那时候白面馍馍是很金贵的,每次蒸馍,奶奶总会给爷爷和老奶蒸上一笼白乎乎胖乎乎的白馒头,她自己和我们全家吃搅了粗粮的黑馒头。
等老奶去世,这份白馒头就成了爷爷的专属。
那时爷爷退休总坐在自家门口,用手撸着自己白白的长长的胡须,爷爷将胡须打理的飘逸灵动,就像电影中的隐士高人。
不管走路的、骑车的人走过,总会停下来打招呼,
齐氏,门上坐着呢。
啊,坐着呢。你这是干啥去?来,歇一哈,喝口水。
不了不了,我还有事,你先坐,我忙去哈。
人们总会这样问,爷爷总会这样答。

### 任务目标 1:
节选里，奶奶蒸馍时她自己和全家吃的是什么馒头？
### 任务目标 2:
根据节选，说明白馒头为什么后来成了爷爷的专属。
### 任务目标 3:
请接着这段回忆爷爷的节选往下写。
这些记录另有出处，与节选无关。

### 所给信息:
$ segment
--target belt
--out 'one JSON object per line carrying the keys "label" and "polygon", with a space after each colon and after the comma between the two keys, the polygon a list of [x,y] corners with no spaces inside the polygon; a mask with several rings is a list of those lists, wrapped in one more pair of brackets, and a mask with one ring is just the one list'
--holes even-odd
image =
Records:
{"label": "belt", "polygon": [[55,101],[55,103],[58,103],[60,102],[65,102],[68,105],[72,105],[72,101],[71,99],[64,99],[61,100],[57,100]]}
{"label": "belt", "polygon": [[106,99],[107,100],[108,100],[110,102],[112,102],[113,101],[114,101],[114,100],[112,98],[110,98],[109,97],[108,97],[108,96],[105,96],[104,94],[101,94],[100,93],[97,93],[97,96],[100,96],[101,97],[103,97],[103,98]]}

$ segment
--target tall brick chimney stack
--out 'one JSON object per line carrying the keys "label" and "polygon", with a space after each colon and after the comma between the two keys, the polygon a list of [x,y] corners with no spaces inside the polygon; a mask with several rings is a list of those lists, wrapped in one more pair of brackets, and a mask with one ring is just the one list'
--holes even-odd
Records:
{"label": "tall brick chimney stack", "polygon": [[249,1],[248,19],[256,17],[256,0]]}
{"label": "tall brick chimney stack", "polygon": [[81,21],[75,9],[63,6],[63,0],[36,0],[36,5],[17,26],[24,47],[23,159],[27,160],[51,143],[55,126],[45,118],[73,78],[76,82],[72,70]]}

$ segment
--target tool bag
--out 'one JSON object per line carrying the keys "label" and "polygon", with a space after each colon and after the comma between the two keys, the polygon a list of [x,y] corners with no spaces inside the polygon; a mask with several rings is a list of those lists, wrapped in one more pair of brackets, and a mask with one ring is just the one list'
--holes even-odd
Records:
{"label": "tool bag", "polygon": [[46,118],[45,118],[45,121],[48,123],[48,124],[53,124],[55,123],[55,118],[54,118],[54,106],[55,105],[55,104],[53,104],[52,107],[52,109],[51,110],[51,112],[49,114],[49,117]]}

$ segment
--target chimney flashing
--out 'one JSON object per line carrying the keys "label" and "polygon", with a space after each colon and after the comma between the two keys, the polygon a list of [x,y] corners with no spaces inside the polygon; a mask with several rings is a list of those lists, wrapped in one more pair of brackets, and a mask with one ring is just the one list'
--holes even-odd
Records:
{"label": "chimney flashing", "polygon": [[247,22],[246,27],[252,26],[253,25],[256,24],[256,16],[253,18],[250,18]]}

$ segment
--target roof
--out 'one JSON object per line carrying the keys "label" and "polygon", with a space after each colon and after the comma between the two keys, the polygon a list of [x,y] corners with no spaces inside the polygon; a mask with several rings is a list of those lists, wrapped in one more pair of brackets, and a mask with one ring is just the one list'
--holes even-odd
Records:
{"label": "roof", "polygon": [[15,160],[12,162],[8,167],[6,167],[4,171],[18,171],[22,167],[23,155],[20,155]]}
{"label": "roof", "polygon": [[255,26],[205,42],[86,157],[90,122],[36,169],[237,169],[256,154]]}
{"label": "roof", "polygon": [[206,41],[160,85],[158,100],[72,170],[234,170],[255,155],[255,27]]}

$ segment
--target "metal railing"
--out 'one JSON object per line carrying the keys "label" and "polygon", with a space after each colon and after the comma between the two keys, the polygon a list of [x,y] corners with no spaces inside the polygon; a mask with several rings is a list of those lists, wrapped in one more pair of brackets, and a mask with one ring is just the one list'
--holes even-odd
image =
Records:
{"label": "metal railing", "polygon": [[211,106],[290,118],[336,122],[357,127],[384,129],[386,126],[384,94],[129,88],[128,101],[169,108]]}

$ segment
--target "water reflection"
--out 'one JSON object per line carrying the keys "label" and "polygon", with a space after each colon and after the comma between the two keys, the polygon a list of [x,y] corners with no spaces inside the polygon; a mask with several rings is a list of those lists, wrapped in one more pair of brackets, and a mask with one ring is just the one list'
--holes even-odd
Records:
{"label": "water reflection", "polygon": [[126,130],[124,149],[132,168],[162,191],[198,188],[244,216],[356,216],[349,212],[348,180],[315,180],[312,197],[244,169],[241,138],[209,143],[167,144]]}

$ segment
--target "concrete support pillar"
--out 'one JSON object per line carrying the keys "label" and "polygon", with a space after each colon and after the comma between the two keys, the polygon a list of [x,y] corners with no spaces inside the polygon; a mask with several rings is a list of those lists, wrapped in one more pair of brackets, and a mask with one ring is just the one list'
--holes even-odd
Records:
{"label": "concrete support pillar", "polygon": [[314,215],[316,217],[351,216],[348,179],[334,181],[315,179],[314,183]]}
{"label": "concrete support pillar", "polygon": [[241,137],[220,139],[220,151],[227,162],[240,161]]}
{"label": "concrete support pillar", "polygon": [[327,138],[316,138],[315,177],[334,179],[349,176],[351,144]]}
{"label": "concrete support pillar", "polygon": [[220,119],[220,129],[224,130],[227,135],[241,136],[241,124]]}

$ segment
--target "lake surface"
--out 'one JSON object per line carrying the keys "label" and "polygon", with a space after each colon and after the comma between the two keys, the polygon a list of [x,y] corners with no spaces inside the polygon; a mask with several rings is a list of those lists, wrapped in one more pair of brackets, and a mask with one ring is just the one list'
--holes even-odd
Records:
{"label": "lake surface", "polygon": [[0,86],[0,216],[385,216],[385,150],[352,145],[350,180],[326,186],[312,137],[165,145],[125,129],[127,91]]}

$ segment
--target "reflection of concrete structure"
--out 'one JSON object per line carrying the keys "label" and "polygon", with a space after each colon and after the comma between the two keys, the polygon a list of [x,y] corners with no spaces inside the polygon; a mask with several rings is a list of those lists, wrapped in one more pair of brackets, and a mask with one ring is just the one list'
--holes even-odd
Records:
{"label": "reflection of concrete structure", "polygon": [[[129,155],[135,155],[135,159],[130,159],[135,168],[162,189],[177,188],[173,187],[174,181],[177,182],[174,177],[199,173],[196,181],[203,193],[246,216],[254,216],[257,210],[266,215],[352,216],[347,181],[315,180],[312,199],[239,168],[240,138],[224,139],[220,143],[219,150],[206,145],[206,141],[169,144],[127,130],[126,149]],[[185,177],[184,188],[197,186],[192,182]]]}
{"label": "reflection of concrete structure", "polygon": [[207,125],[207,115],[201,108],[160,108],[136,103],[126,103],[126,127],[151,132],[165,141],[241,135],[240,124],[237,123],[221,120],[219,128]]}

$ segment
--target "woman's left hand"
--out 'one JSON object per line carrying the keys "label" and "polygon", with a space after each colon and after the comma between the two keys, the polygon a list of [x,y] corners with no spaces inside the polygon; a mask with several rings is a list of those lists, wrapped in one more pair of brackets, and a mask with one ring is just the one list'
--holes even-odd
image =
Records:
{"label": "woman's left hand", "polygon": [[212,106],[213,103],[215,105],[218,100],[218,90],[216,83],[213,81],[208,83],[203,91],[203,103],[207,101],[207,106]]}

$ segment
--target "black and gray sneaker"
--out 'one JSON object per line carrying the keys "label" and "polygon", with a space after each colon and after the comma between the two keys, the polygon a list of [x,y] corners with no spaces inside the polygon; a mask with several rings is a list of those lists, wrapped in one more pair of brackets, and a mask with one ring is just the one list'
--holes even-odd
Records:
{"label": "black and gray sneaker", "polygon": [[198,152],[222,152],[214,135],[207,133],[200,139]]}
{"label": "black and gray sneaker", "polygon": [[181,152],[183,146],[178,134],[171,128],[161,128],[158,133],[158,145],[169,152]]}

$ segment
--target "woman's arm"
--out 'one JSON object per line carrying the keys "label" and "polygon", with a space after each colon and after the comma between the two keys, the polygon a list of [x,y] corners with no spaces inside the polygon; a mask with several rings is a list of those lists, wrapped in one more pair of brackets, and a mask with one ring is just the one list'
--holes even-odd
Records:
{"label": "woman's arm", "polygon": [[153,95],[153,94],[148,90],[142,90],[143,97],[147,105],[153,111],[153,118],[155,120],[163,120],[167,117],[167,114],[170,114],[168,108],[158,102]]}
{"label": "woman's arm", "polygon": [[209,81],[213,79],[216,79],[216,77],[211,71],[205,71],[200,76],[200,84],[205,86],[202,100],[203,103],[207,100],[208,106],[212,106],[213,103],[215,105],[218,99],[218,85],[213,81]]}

### 参考答案 1:
搅了粗粮的黑馒头。

### 参考答案 2:
那时白面馍馍很金贵，奶奶每次蒸馍只给爷爷和老奶蒸白馒头，自己和全家吃黑馒头。老奶去世后，这份白馒头就只归爷爷一人了。

### 参考答案 3:
一天好多好多次,爷爷乐此不疲。那时的我觉得爷爷真是伟大,认识那么多人,几乎每个人爷爷都认识!
那时候我也受爷爷影响,爬上我们家的土墙,对着外面的大马路张望,看见一个拉车的老人过去,我会发声大喊:
爷!爷!匹轮车爷!
叫得很大声。那老人家正专心赶车,嘴里哼着小曲,正想着家中的媳妇和娃们,忽然一声爷,叫得以为自己出现了幻觉。摇摇头又继续赶车。
我哪能放弃,继续大声地喊,最后特特加上了匹轮车爷这个特指。
马拉的车当时就叫匹轮车。看来6岁大的我还是蛮聪明的。
这爷爷终于知道这声爷就是叫的自己呀。慌忙抬头寻声望去。原来是个墙头上的小闺女。
啊,乖!我娃真乖!
匹轮车爷笑着夸我。听着这声夸奖,我终于满足了。嗯,我就是个乖娃嘛。
目送匹轮车走远,又开始盯梢新的目标,为得到一声新的表扬。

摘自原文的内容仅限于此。